Every line below from the one containing "Put a point on every instance of the yellow flower" to the final line must be reproduced exactly, and no other line may appear in the answer.

Dataset entries:
»»
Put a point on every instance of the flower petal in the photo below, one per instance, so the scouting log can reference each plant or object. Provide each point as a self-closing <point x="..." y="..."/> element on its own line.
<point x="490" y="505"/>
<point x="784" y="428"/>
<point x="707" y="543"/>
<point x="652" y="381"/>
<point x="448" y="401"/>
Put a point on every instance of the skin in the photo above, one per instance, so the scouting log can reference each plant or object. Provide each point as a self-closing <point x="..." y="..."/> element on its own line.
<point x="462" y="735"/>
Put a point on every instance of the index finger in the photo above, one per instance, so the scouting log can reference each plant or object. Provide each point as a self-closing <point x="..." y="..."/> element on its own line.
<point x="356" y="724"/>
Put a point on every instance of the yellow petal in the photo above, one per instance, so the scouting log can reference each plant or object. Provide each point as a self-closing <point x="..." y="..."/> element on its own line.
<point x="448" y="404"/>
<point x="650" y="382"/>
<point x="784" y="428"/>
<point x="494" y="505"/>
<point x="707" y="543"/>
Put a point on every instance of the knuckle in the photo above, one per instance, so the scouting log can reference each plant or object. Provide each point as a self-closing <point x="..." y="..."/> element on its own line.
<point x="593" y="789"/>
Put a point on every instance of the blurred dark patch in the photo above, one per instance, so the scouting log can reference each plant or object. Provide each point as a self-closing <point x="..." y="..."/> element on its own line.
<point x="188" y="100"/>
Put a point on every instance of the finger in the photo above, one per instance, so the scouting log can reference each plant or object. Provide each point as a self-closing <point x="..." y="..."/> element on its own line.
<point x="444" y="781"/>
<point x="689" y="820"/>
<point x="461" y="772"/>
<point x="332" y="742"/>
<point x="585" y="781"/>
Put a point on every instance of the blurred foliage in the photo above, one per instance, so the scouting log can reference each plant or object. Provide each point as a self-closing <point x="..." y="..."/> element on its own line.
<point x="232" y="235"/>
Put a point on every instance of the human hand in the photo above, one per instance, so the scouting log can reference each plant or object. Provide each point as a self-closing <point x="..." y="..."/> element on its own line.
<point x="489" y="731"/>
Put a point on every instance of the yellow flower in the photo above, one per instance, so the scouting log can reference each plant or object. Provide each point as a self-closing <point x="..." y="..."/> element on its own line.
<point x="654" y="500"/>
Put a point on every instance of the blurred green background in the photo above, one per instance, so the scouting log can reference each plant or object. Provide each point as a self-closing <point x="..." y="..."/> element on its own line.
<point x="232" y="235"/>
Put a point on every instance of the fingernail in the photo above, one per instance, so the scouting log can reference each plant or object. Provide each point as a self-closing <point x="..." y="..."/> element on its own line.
««
WORKED SOLUTION:
Put a point on every instance of the yellow flower in the photo above, one per instance, so the scouting log can reference each plant or object. Provide each point as a self-closing <point x="..." y="..."/> element on its own line.
<point x="654" y="500"/>
Put a point on every instance of the blurred green background in the photo above, one per instance, so the scouting log can reference each plant or object. Provide each point as a self-closing <point x="..." y="..."/> element on its own line.
<point x="232" y="235"/>
Put a point on every instance of the fingernail in the photo above, one per instance, so the scouting log can reference each plant or object. Provide each point as a self-closing <point x="..." y="..."/> element on its own line.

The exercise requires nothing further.